What is asked => Could you output each line of the data that follows exactly?

Saved entries:
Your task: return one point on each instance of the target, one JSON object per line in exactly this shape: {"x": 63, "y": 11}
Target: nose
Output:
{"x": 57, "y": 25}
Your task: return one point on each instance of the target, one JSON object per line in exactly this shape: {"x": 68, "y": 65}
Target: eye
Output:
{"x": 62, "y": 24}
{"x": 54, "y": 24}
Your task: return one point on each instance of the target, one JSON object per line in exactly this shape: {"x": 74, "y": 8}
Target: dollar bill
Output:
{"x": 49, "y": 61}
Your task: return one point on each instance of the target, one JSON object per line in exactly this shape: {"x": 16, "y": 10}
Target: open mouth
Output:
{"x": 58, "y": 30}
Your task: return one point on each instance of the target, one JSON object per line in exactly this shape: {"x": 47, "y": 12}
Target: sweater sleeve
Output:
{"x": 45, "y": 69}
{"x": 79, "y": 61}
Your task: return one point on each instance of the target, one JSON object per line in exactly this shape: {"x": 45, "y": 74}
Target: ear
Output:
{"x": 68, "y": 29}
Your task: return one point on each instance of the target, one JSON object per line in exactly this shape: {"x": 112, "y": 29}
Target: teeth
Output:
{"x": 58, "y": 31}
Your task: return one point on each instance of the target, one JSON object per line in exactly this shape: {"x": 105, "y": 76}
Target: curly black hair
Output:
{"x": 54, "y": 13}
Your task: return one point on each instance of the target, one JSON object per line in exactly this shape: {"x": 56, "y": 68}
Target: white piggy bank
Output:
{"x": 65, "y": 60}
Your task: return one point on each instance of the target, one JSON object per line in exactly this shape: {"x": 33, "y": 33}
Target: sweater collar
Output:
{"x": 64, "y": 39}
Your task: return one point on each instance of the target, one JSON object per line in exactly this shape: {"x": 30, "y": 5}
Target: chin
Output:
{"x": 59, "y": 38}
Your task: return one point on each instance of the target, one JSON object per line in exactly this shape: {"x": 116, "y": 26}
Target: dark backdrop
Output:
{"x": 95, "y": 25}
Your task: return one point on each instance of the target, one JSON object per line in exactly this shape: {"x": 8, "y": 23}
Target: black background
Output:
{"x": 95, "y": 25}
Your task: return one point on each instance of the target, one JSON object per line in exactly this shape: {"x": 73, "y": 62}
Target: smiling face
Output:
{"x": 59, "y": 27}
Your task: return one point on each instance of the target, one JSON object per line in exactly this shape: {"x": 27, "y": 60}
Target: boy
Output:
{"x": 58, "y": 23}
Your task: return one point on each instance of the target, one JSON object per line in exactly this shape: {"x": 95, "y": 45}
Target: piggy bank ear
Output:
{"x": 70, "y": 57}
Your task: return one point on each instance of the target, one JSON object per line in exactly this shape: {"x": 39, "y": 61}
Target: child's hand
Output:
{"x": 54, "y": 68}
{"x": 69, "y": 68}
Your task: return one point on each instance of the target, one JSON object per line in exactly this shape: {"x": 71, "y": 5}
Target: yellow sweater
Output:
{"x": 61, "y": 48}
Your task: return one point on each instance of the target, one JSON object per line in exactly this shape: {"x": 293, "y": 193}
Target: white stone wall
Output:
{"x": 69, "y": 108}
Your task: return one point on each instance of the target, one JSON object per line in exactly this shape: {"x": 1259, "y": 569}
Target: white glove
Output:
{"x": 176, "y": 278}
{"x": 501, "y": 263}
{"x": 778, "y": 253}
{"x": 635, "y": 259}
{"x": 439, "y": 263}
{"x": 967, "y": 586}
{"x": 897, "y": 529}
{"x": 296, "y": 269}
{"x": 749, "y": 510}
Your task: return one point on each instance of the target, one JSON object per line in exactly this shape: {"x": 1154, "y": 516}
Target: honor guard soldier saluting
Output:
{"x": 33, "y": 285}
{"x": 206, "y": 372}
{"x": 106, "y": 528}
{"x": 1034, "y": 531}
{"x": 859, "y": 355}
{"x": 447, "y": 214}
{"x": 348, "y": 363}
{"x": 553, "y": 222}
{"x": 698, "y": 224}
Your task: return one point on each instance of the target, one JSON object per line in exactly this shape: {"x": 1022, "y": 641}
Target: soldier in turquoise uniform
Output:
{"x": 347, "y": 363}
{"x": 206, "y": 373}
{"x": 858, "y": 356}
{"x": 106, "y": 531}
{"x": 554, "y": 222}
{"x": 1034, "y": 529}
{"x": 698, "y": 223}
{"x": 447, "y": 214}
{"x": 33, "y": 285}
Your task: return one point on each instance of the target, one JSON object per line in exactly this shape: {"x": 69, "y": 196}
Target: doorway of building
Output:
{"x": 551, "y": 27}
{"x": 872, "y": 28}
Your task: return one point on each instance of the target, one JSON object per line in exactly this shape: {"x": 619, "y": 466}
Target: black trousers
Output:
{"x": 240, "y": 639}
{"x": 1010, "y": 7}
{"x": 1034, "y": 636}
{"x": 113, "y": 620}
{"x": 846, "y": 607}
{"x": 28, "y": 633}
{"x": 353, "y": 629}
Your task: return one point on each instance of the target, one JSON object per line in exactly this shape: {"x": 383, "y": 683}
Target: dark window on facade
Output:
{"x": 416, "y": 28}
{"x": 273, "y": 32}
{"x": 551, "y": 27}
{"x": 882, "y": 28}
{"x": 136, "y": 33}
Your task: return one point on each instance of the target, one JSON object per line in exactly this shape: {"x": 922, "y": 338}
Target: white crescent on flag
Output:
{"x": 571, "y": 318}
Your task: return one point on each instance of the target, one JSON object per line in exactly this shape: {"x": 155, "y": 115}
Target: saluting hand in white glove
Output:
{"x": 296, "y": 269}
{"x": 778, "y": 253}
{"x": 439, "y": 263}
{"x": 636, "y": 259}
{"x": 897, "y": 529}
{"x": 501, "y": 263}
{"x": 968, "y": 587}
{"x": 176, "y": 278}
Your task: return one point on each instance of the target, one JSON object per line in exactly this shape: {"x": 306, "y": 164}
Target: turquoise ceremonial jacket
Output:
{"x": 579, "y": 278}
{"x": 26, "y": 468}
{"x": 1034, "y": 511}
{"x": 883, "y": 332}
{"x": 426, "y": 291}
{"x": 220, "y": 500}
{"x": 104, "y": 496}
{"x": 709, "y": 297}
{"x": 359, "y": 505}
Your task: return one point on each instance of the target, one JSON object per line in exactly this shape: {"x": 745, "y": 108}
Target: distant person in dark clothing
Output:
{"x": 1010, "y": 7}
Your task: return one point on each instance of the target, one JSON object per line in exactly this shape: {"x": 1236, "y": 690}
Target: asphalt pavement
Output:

Solved exercise =>
Your task: return one point on each instance of the target, one JSON object per line in exactly this shape: {"x": 63, "y": 11}
Target: nose
Output:
{"x": 57, "y": 25}
Your task: return one point on each instance of the target, one JSON object per line in exactly this shape: {"x": 68, "y": 65}
Target: eye
Output:
{"x": 62, "y": 24}
{"x": 54, "y": 24}
Your task: return one point on each instance of the target, one JSON object per line in exactly this shape: {"x": 74, "y": 8}
Target: dollar bill
Output:
{"x": 49, "y": 61}
Your task: return one point on each instance of the target, one JSON object per line in exactly this shape: {"x": 16, "y": 10}
Target: open mouth
Output:
{"x": 58, "y": 30}
Your task: return one point on each instance of the target, one JSON object per line in exactly this shape: {"x": 47, "y": 12}
Target: sweater sleeve
Output:
{"x": 45, "y": 69}
{"x": 79, "y": 61}
Your task: return one point on each instance of the target, one JSON object per line in exactly this shape: {"x": 45, "y": 74}
Target: ear
Output:
{"x": 68, "y": 29}
Your task: return one point on each instance of the target, one JSON object per line in exactly this shape: {"x": 112, "y": 29}
Target: teeth
Output:
{"x": 58, "y": 31}
Your task: return one point on each instance of the target, one JSON object per line in exactly this shape: {"x": 105, "y": 76}
Target: curly black hair
Output:
{"x": 54, "y": 13}
Your task: return one point on each instance of the target, one JSON object per line in exactly this shape: {"x": 56, "y": 68}
Target: white piggy bank
Output:
{"x": 65, "y": 60}
Your task: return one point on each instance of the target, one JSON object per line in exactly this shape: {"x": 33, "y": 33}
Target: sweater collar
Output:
{"x": 64, "y": 39}
Your task: return one point on each instance of the target, one JSON object per line in exactly this shape: {"x": 30, "y": 5}
Target: chin
Output:
{"x": 59, "y": 38}
Your task: return one point on each instance of the target, one JSON object per line in exactly this shape: {"x": 116, "y": 26}
Target: dark backdrop
Output:
{"x": 95, "y": 25}
Your task: return one point on each instance of the target, one JSON object per line in exactly this shape: {"x": 8, "y": 23}
Target: black background
Output:
{"x": 95, "y": 25}
Your task: return one point on each instance of the target, one JSON object per line in exactly this shape: {"x": 73, "y": 62}
Target: smiling face
Output:
{"x": 59, "y": 27}
Your task: return one point on each instance of the target, one JSON object per line in exactly this shape: {"x": 27, "y": 60}
Target: boy
Output:
{"x": 58, "y": 23}
Your task: return one point on each instance of the target, one JSON object per line in exactly this shape: {"x": 95, "y": 45}
Target: piggy bank ear
Output:
{"x": 70, "y": 57}
Your task: return one point on each instance of the target, one JSON object per line in exactly this shape: {"x": 39, "y": 61}
Target: child's hand
Output:
{"x": 54, "y": 68}
{"x": 69, "y": 68}
Your task: return one point on each instance of the target, one JSON object per line in exactly this shape: {"x": 71, "y": 5}
Target: yellow sweater
Output:
{"x": 61, "y": 48}
Your task: return one point on each instance of the target, one JSON object per line in exactly this shape: {"x": 293, "y": 193}
Target: white stone wall
Output:
{"x": 69, "y": 108}
Your task: return one point on each instance of the target, one JSON object per line in exactly this shape: {"x": 1259, "y": 569}
Target: white glove
Output:
{"x": 176, "y": 278}
{"x": 501, "y": 263}
{"x": 778, "y": 253}
{"x": 635, "y": 259}
{"x": 439, "y": 263}
{"x": 967, "y": 586}
{"x": 897, "y": 529}
{"x": 296, "y": 269}
{"x": 749, "y": 510}
Your task: return one point on each instance of the target, one JSON object per line in exactly this shape: {"x": 1154, "y": 516}
Target: honor guard soldier saluting
Output:
{"x": 33, "y": 285}
{"x": 206, "y": 372}
{"x": 106, "y": 528}
{"x": 1034, "y": 531}
{"x": 859, "y": 355}
{"x": 447, "y": 214}
{"x": 348, "y": 363}
{"x": 553, "y": 222}
{"x": 698, "y": 224}
Your task: return one point on each instance of the target, one JSON object per line in exactly this shape: {"x": 1022, "y": 641}
Target: soldier in turquoise uniform
Output:
{"x": 347, "y": 363}
{"x": 206, "y": 373}
{"x": 858, "y": 356}
{"x": 106, "y": 531}
{"x": 554, "y": 222}
{"x": 1034, "y": 529}
{"x": 698, "y": 223}
{"x": 447, "y": 214}
{"x": 33, "y": 285}
Your task: return one point on each instance of the target, one JSON object per line in exactly this shape: {"x": 69, "y": 196}
Target: doorway of building
Output:
{"x": 551, "y": 27}
{"x": 872, "y": 28}
Your task: return one point on each instance of the target, one JSON object per line in exactly this shape: {"x": 619, "y": 466}
Target: black trousers
Output:
{"x": 240, "y": 639}
{"x": 1010, "y": 7}
{"x": 1034, "y": 636}
{"x": 113, "y": 620}
{"x": 846, "y": 607}
{"x": 28, "y": 633}
{"x": 353, "y": 629}
Your task: return one point on each instance of the target, one JSON object per line in exactly this shape: {"x": 383, "y": 683}
Target: dark window on facade
Output:
{"x": 416, "y": 28}
{"x": 273, "y": 32}
{"x": 551, "y": 27}
{"x": 882, "y": 28}
{"x": 136, "y": 33}
Your task: return one point on each instance of the target, one JSON object per line in exactly this shape: {"x": 922, "y": 338}
Target: white crescent on flag
Output:
{"x": 571, "y": 318}
Your task: return one point on each instance of the target, one JSON object per line in exactly this shape: {"x": 155, "y": 115}
Target: saluting hand in white glove
Output:
{"x": 296, "y": 269}
{"x": 778, "y": 253}
{"x": 439, "y": 263}
{"x": 636, "y": 259}
{"x": 897, "y": 529}
{"x": 501, "y": 263}
{"x": 968, "y": 587}
{"x": 176, "y": 278}
Your task: return one point on each instance of the target, one JSON object per line in exactly this shape: {"x": 306, "y": 164}
Target: turquoise ceremonial jacket
Output:
{"x": 579, "y": 278}
{"x": 26, "y": 468}
{"x": 1034, "y": 511}
{"x": 883, "y": 332}
{"x": 426, "y": 291}
{"x": 220, "y": 500}
{"x": 104, "y": 496}
{"x": 709, "y": 297}
{"x": 359, "y": 505}
Your task: return one point on each instance of the target, one JSON object per line in exactly this shape: {"x": 745, "y": 108}
Target: distant person in dark clothing
Output:
{"x": 1010, "y": 7}
Your task: return one point on each instance of the target, one JSON object per line in exactly this shape: {"x": 1236, "y": 690}
Target: asphalt pavement
Output:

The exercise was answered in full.